=== Exercise passage ===
Are you concerned about fat? Specifically the fat attached to your body?
I’m going to guess the answer is, “yes.” Right this moment, my stats tell me my post, The Fatties Are Coming, has been viewed 154 times just today.
That post reported on the study that most people found a woman’s size 12 body far more attractive than the idealized size 6. (And overwhelmingly more attractive than the Hollywood-dream size 0!)
Not long ago I ran across the photos of the famed before and after Photoshop. Today I saw a blurb about Faith Hill traveling with her family without makeup, practically unrecognizable. I was fascinated.
We are obsessed with fat, attractiveness, and image.
I don’t know about you, but I don’t like my obsession. It makes me confront the ugly of my own prejudice.
I watch the Biggest Loser on t.v. and thank my stars I’ve never had to struggle with obesity. But, even with the recognition I’ve been able to keep my weight within the “healthy” range for the majority of my life, I must confess:
- For months (if not years) after I give birth I do my very best not to look at my body in the mirror.
===
__Required action__: Copy the passage on body fat and image from "I’m going to" through "Hollywood-dream size 0!)", changing every "attractive" to "appealing".
=== Information shown ===
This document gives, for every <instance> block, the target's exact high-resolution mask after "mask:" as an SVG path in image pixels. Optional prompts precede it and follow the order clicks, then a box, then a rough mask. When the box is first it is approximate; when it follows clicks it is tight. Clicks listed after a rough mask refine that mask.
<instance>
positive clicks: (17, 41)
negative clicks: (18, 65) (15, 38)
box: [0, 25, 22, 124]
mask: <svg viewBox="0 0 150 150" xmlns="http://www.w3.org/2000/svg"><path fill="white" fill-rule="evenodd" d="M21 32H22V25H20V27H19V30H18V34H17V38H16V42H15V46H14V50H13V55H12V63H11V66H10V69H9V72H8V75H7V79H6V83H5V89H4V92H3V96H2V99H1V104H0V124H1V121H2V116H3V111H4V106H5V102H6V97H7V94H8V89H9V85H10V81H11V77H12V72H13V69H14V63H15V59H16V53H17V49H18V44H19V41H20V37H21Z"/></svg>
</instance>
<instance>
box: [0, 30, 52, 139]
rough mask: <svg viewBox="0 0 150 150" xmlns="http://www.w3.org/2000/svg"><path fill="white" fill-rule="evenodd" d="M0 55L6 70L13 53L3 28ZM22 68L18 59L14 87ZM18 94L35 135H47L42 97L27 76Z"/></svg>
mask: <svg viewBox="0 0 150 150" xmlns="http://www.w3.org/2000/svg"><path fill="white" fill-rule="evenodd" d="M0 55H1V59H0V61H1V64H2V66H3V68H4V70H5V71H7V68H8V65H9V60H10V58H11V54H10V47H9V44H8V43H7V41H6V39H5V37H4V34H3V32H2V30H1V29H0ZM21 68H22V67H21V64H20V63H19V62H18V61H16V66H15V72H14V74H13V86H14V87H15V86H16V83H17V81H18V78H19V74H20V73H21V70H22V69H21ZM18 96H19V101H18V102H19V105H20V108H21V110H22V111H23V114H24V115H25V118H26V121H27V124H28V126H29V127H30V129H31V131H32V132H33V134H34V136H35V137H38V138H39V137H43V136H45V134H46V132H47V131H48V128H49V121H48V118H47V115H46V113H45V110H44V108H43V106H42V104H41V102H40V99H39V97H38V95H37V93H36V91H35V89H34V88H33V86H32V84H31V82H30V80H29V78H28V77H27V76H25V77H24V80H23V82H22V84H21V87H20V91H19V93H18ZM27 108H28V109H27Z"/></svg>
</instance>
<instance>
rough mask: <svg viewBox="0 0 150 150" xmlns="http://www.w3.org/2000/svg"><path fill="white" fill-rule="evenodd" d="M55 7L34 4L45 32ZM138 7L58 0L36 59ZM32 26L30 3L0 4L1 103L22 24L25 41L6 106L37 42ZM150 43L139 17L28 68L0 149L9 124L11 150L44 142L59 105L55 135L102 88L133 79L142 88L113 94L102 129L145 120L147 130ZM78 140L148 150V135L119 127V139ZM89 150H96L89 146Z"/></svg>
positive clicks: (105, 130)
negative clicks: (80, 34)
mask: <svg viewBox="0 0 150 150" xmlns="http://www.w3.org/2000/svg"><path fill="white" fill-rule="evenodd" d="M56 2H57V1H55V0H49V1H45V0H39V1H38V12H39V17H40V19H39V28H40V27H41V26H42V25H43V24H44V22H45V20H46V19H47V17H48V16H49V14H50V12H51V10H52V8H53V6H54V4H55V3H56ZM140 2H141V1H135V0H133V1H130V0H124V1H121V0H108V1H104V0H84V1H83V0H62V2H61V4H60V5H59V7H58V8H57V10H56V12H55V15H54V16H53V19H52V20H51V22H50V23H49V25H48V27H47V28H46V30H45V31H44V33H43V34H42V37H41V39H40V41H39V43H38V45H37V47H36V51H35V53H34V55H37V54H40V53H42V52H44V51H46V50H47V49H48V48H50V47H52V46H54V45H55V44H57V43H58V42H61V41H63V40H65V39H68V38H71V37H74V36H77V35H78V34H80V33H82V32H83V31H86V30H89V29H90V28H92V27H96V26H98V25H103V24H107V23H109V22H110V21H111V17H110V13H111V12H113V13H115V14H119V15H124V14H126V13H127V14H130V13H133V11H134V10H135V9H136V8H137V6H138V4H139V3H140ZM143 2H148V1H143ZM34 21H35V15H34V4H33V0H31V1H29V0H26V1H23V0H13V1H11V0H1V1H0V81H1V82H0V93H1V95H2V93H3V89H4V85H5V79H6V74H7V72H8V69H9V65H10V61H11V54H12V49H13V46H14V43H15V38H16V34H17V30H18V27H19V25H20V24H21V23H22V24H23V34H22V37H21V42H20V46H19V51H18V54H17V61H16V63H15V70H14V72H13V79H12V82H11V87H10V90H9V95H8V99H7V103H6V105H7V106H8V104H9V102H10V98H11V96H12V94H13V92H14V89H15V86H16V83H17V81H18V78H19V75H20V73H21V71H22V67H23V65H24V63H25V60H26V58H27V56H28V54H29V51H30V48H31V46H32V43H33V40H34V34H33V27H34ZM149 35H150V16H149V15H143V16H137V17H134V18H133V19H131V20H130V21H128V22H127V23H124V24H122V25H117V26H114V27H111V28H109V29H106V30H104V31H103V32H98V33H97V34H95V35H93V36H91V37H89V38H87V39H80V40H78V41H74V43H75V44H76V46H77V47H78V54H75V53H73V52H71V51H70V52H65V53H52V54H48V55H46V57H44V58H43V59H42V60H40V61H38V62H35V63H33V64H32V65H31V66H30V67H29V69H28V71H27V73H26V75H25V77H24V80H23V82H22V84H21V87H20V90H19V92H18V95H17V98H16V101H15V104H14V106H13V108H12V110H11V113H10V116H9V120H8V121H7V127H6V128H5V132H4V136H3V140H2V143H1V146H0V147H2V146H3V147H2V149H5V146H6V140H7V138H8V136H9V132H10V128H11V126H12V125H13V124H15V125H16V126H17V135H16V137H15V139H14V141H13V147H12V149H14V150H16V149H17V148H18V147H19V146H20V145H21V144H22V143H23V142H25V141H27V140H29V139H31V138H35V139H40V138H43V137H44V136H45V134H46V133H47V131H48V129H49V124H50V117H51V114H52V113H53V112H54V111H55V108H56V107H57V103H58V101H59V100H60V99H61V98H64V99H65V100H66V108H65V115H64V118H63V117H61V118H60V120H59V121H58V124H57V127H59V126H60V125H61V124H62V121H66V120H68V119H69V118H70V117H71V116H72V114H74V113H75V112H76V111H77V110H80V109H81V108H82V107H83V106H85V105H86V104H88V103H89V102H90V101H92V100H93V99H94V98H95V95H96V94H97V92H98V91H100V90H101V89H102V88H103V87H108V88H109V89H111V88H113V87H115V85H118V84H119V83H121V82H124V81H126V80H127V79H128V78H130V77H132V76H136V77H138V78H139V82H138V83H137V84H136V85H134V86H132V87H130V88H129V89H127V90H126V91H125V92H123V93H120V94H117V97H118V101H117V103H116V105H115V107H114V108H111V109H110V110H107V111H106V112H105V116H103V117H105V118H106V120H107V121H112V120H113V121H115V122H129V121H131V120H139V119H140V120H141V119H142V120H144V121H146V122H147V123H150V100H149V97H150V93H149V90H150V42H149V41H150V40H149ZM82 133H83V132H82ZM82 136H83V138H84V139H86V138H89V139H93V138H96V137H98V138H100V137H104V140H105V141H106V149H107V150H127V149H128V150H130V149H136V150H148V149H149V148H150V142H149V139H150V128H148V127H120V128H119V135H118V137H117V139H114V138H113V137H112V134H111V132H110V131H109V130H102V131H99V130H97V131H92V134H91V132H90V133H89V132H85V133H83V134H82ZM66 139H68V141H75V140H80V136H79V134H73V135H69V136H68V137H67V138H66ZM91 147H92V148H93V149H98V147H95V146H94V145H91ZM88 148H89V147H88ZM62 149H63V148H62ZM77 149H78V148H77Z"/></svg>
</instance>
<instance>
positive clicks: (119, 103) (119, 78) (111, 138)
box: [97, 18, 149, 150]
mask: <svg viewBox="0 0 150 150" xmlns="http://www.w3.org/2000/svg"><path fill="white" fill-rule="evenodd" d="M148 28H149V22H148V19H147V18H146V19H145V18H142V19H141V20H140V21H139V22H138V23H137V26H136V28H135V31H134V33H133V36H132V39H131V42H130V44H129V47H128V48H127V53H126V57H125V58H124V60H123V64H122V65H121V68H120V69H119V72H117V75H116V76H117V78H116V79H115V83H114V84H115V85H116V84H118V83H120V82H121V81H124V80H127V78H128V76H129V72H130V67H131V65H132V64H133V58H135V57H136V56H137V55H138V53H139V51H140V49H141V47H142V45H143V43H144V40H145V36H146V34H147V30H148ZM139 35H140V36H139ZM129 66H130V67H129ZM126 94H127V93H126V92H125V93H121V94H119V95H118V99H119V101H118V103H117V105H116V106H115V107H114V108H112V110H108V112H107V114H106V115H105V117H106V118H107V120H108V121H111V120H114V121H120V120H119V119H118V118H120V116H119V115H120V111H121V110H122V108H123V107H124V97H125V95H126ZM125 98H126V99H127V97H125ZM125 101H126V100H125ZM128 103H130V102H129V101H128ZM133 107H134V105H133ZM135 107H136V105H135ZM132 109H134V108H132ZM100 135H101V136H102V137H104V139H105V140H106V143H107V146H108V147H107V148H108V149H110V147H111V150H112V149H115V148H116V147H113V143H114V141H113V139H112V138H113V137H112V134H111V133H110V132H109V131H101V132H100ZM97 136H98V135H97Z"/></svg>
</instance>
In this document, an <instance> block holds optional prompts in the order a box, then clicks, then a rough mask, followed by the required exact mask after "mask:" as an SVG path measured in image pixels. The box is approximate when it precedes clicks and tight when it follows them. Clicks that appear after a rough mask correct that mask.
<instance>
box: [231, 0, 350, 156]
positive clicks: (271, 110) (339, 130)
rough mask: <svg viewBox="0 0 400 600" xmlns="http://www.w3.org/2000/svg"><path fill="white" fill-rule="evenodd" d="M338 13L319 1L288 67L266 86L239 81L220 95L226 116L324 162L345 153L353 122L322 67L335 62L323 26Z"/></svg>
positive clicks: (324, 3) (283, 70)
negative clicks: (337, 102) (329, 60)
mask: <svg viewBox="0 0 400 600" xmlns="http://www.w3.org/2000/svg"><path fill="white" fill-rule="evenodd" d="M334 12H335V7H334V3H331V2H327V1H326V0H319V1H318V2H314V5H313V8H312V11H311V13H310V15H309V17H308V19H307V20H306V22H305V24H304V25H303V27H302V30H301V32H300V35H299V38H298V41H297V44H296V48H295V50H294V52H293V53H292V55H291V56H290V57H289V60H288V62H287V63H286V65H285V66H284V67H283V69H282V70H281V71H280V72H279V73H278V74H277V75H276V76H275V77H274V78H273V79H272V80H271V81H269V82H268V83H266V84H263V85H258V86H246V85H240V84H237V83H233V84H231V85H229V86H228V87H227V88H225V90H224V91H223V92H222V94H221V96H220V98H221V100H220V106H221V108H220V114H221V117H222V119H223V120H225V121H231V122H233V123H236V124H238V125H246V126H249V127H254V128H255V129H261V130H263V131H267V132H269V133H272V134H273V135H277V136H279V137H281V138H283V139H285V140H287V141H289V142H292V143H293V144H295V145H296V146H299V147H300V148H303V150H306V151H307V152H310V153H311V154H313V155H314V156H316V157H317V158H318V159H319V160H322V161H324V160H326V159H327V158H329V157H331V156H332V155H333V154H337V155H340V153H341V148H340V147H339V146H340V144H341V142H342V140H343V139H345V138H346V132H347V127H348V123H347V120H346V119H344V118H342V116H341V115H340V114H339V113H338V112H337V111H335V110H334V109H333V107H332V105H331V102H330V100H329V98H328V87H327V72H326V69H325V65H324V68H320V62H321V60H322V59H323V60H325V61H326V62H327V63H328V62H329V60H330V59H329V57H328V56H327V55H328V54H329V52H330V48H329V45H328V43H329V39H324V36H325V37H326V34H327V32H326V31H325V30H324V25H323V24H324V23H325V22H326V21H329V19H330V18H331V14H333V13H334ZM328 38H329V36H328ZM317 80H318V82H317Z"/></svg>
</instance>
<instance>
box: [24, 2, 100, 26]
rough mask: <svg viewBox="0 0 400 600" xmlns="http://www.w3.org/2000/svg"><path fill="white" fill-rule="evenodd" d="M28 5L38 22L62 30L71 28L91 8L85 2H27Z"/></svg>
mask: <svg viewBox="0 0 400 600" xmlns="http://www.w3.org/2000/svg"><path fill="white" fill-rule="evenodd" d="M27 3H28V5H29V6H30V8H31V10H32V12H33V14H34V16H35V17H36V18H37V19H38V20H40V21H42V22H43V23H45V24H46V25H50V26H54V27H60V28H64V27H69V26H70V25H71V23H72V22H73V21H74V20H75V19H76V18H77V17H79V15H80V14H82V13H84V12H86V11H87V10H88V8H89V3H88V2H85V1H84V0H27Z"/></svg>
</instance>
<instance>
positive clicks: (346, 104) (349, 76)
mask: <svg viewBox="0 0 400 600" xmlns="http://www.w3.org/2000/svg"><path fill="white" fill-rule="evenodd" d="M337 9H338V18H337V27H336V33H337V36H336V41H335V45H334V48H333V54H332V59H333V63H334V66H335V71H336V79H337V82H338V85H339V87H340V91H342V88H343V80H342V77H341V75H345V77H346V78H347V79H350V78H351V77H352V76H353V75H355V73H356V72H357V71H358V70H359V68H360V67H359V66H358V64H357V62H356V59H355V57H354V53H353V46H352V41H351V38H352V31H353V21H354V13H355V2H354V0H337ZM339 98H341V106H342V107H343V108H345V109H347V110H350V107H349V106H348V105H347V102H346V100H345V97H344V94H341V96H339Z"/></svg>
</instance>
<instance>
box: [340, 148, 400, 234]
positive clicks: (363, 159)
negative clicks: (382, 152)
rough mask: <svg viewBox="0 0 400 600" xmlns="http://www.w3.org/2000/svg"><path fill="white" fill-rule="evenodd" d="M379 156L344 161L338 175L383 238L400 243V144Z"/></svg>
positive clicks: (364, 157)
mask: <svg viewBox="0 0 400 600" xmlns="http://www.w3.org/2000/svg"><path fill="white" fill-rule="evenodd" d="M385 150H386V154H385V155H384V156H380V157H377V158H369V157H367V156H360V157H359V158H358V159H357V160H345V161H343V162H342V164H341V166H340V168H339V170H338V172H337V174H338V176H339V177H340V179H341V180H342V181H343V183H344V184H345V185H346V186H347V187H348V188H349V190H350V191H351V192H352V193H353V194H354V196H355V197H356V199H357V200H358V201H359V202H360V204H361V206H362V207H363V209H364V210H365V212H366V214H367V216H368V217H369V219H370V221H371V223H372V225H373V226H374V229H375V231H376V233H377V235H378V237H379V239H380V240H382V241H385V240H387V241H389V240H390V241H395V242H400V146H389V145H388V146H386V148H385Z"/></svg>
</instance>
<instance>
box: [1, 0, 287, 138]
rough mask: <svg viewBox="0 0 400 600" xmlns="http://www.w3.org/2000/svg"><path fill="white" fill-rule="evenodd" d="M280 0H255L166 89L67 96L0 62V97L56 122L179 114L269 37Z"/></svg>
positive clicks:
===
__Task output__:
I’m going to guess the answer is, “yes.” Right this moment, my stats tell me my post, The Fatties Are Coming, has been viewed 154 times just today.
That post reported on the study that most people found a woman’s size 12 body far more appealing than the idealized size 6. (And overwhelmingly more appealing than the Hollywood-dream size 0!)